▸ **Aim of the task**:
Return each record unchanged and drop the images.
---- Source data
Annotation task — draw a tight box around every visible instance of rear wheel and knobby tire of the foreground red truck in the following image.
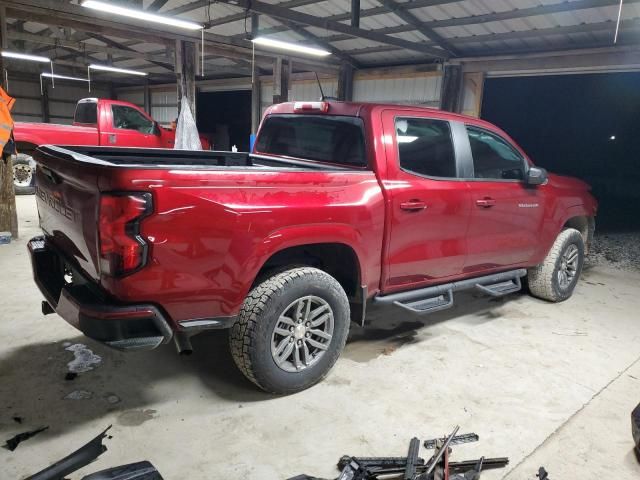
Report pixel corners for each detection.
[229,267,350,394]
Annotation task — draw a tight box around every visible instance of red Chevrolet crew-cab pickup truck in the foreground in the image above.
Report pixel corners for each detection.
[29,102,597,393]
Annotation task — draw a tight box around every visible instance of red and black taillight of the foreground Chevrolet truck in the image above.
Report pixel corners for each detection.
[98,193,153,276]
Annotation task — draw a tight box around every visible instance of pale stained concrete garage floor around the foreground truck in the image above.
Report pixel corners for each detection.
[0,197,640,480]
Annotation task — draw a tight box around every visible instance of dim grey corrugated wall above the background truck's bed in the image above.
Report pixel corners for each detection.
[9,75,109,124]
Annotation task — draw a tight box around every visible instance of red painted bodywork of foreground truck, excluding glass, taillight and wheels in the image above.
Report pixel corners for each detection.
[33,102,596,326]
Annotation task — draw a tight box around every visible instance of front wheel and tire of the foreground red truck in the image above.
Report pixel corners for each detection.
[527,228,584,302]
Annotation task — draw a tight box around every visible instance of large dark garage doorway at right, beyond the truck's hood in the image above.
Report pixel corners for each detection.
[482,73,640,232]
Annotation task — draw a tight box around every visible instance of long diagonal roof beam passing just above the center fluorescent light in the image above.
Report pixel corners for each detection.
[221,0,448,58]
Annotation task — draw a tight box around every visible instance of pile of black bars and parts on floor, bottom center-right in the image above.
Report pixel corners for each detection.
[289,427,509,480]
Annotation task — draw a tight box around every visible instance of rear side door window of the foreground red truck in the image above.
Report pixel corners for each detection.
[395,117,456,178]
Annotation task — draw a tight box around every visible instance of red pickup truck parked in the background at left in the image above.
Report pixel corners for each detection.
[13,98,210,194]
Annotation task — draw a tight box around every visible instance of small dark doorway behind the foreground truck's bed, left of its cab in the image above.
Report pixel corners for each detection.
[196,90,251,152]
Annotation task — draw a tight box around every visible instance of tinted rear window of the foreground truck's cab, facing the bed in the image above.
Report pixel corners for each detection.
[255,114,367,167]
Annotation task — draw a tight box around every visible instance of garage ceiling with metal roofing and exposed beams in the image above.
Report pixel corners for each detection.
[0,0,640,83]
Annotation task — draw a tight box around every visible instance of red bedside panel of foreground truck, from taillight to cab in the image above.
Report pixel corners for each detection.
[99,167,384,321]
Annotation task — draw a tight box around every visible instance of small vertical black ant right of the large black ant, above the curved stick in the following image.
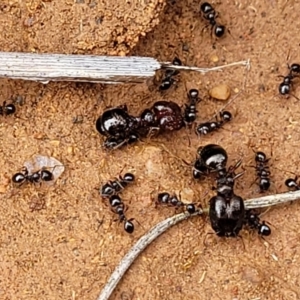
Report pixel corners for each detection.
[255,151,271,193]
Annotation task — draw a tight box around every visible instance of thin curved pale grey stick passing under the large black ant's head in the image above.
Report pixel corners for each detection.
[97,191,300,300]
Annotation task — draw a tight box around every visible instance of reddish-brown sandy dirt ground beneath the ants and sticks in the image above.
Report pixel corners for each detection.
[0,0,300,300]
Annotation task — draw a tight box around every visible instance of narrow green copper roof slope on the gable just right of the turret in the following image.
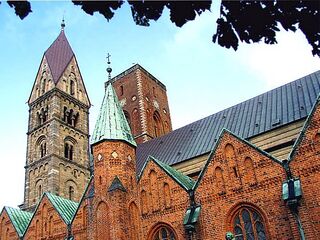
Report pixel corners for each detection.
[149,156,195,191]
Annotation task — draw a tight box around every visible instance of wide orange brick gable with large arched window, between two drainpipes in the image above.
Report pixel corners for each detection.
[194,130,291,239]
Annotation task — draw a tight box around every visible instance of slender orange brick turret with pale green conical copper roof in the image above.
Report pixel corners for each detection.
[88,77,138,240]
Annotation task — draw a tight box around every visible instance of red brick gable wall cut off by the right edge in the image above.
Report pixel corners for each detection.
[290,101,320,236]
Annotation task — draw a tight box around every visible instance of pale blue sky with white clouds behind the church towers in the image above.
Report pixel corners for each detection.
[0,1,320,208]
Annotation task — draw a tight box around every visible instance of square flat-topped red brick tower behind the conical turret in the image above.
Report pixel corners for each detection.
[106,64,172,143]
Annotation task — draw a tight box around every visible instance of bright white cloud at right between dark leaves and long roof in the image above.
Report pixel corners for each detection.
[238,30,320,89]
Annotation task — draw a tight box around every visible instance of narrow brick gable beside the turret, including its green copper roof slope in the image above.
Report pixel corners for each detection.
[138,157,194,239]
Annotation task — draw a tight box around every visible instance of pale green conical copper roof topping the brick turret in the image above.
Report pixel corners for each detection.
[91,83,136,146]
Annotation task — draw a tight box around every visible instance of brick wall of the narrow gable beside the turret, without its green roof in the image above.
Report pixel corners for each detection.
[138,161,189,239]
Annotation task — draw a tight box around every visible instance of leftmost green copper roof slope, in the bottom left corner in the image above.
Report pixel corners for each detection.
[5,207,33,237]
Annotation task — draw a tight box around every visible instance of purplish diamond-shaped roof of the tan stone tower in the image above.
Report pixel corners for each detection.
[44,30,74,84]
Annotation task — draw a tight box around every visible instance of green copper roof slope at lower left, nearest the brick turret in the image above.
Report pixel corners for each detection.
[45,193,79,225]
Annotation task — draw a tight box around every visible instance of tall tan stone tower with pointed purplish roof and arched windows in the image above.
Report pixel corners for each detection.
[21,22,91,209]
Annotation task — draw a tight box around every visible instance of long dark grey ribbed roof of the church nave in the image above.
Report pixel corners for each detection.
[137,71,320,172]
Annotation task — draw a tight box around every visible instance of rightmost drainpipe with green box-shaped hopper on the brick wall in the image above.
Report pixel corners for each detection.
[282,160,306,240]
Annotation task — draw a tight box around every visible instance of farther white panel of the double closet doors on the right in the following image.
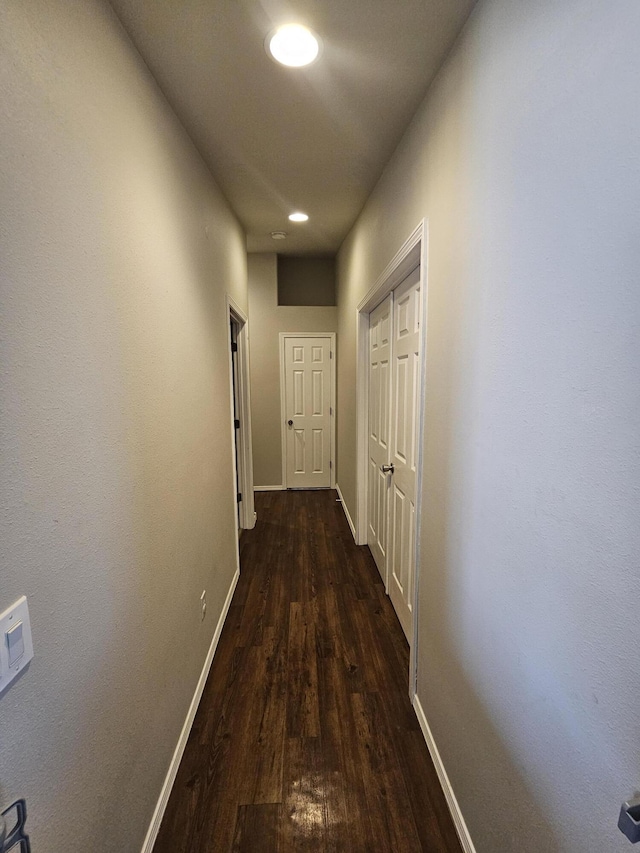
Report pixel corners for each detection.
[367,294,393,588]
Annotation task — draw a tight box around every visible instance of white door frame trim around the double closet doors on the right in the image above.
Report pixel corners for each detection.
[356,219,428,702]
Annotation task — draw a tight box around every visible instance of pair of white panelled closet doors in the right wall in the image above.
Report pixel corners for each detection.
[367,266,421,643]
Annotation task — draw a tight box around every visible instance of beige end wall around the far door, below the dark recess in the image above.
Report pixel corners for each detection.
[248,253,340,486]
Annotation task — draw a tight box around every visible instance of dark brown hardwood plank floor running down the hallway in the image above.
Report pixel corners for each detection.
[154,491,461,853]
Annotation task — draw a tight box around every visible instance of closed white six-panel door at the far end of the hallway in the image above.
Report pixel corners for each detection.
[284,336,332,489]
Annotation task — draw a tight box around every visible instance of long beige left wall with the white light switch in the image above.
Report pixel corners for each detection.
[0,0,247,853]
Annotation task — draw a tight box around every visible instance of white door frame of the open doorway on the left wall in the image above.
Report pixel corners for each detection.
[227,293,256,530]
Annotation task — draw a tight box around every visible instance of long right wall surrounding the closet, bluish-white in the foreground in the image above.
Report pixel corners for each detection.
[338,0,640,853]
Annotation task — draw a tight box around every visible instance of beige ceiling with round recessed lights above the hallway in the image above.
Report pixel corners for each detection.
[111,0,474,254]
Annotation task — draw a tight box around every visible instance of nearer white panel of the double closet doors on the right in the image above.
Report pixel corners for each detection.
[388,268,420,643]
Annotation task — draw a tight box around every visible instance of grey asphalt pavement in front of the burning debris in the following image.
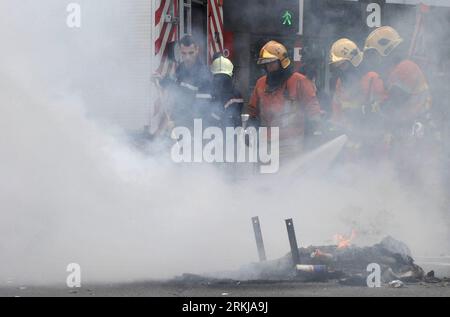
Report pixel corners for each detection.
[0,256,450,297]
--------
▸ **Exercise solution**:
Annotation task — draw a tight box around every visible instance of rear wheel and knobby tire of the foreground red truck in the following image.
Report pixel corners for each detection.
[229,267,350,394]
Annotation task — draw a tight box around every visible instance of red Chevrolet crew-cab pickup truck in the foreground in the image above.
Report pixel corners for each detection.
[29,102,597,393]
Annotation task — draw a tight box around every visible instance of red and black taillight of the foreground Chevrolet truck in the image above.
Report pixel corners for each detection.
[98,193,153,276]
Annotation task — draw a tight box around every visible instance of pale stained concrete garage floor around the foreground truck in the image above.
Report pixel corners for each detection.
[0,197,640,480]
Annotation task — draw a tight box around every visible instance of dim grey corrugated wall above the background truck's bed in the image above.
Report pixel corners for each detection.
[9,75,109,124]
Annotation task — draw a tight box around every visible instance of red painted bodywork of foreground truck, excluding glass, taillight and wheels in the image above.
Report pixel corners for each detection.
[33,102,596,326]
Annotation task — draw a tight box around every visible instance of front wheel and tire of the foreground red truck in the image above.
Report pixel corners for each detection.
[527,228,584,302]
Annotation task — draw a tight box around every visible instance of large dark garage doorway at right, beyond the truck's hood in the image above.
Report pixel corners for each detection.
[482,73,640,232]
Annotation task — draw a tight box around every visible instance of long diagonal roof beam passing just above the center fluorescent light in the image above.
Report pixel corners for each detection.
[221,0,448,58]
Annotation task — draw a tight box around every visible instance of pile of black bars and parts on floor, bottom center-right in the image above.
Report pixel corners for each detection.
[289,427,509,480]
Annotation task — draw a tight box around every visible instance of rear side door window of the foreground red truck in the image above.
Report pixel corners for each detection.
[395,117,456,178]
Annotation task — draw a tight box around every visible instance of red pickup truck parked in the background at left in the image above.
Report pixel corners for each detection.
[13,98,210,194]
Annotation task — draw a tight box around every visible instance of small dark doorway behind the foreground truck's bed, left of its cab in the image above.
Report pixel corners for each detection.
[196,90,251,152]
Annotation task — draw a tight box around every visible instance of tinted rear window of the foreground truck's cab, facing the bed in the image above.
Report pixel corners for each detection.
[255,114,367,167]
Annotation task — draw a tight box around every visible instance of garage ceiling with metal roofing and exposed beams in the image above.
Report pixel corners for each detection.
[0,0,640,83]
Annotation task — draw a tight box around every visible instance of red bedside panel of foreground truck, from taillight to cab in the image above.
Report pixel corners for each detection.
[99,167,384,321]
Annotation task — draw a tight box around every visible instance of small vertical black ant right of the large black ant, above the curved stick in the following image.
Report pixel corners for each detection.
[255,151,271,193]
Annotation task — draw a tight box around every visible instance of thin curved pale grey stick passing under the large black ant's head in the image above.
Report pixel corners for each detection.
[97,191,300,300]
Annotation task — draw a tight box around every visible instance of reddish-brown sandy dirt ground beneath the ants and sticks in the image above.
Report pixel corners for each detection.
[0,0,300,300]
Annotation task — draw a tight box around every visible instance of narrow green copper roof slope on the gable just right of the turret in the following image.
Report pixel corners for each detection.
[149,156,195,191]
Annotation task — draw a tight box around every visible instance of wide orange brick gable with large arched window, between two drainpipes in the image above.
Report pixel corners for each detection.
[194,130,291,239]
Annotation task — draw a tight box around every visible instance of slender orange brick turret with pale green conical copper roof in the image above.
Report pixel corners for each detection.
[88,77,138,240]
Annotation task — draw a tight box around every visible instance of red brick gable wall cut off by the right edge in the image above.
Report pixel corners for each detection.
[290,101,320,236]
Annotation task — draw a tight box around every visible instance of pale blue sky with white clouds behind the church towers in the image above.
Report pixel corners for each detection.
[0,1,320,208]
Annotation task — draw a tight box around every visible instance of square flat-topped red brick tower behind the conical turret in the image above.
Report pixel corners for each detection.
[106,64,172,143]
Annotation task — draw a tight box around every visible instance of bright white cloud at right between dark leaves and long roof in the image above.
Report pixel corners for each detection.
[238,30,320,89]
Annotation task — draw a tight box around every visible instance of narrow brick gable beside the turret, including its green copper roof slope in the image above.
Report pixel corners for each detection.
[138,157,194,239]
Annotation task — draw a tight box around every visible instance of pale green conical copper roof topping the brick turret in the image above.
Report pixel corners for each detection.
[91,83,136,146]
Annotation task — draw a tight box around every visible instance of brick wall of the narrow gable beside the turret, without its green roof in the image above.
Report pixel corners for each detection.
[138,161,189,239]
Annotation task — draw a tight box around every visible instance of leftmost green copper roof slope, in the bottom left corner in the image above.
Report pixel corners for each detection.
[5,207,33,237]
Annotation task — draw a tight box around every visible instance of purplish diamond-shaped roof of the tan stone tower in the image above.
Report pixel corners for each detection.
[44,30,74,84]
Annotation task — draw a tight box around every visible instance of green copper roof slope at lower left, nearest the brick turret in the image above.
Report pixel corners for each detection.
[45,193,79,225]
Annotation task — draw a tight box around every visible instance of tall tan stone tower with pointed purplish roof and arched windows in the image above.
Report pixel corners for each detection.
[21,22,91,209]
Annotation task — draw a tight box around every visible instance of long dark grey ribbed roof of the church nave in the image above.
Report pixel corners for each detection.
[137,71,320,172]
Annotation task — draw a tight box around every visible instance of rightmost drainpipe with green box-shaped hopper on the brick wall in the image above.
Report pixel corners for each detection.
[282,160,306,240]
Annotation task — draw a tight box around every visible instance of farther white panel of the double closet doors on the right in the following image.
Report pixel corners for each detection.
[367,294,393,588]
Annotation task — draw a tight box around every visible instance of white door frame trim around the double closet doors on the right in the image above.
Report pixel corners for each detection.
[356,219,428,702]
Annotation task — draw a tight box around every visible instance of pair of white panelled closet doors in the right wall in the image above.
Report pixel corners for each detection.
[367,266,421,643]
Annotation task — draw a tight box around every visible instance of beige end wall around the far door, below the dark recess in the image above.
Report pixel corners for each detection.
[248,253,340,486]
Annotation task — draw a tight box around every visible instance of dark brown hardwood plank floor running down the hallway in the image above.
Report pixel corners for each detection.
[154,491,461,853]
Annotation task — draw a tight box around every visible instance of closed white six-panel door at the far end of the hallway in the image above.
Report pixel corners for each detection.
[284,336,332,489]
Annotation task — draw a tight box around every visible instance of long beige left wall with the white light switch in the image above.
Report pixel corners for each detection.
[0,0,247,853]
Annotation task — draw a tight box around every visible instance of white door frame of the open doorway on the left wall in the image above.
Report pixel corners for each detection.
[227,293,256,530]
Annotation task — draw a tight box around every visible instance of long right wall surrounding the closet, bluish-white in the foreground in the image above.
Report pixel corners for each detection.
[338,0,640,853]
Annotation task — draw a tight box around every visible instance of beige ceiling with round recessed lights above the hallway in the image above.
Report pixel corners for each detection.
[111,0,474,254]
Annotation task — draw a tight box around every visible instance of nearer white panel of the double closet doors on the right in the image above.
Report pixel corners for each detection.
[388,268,420,643]
Annotation task — draw a tight box around every visible instance of grey asphalt pavement in front of the burning debris in the following image.
Report pixel corners for each detection.
[0,256,450,297]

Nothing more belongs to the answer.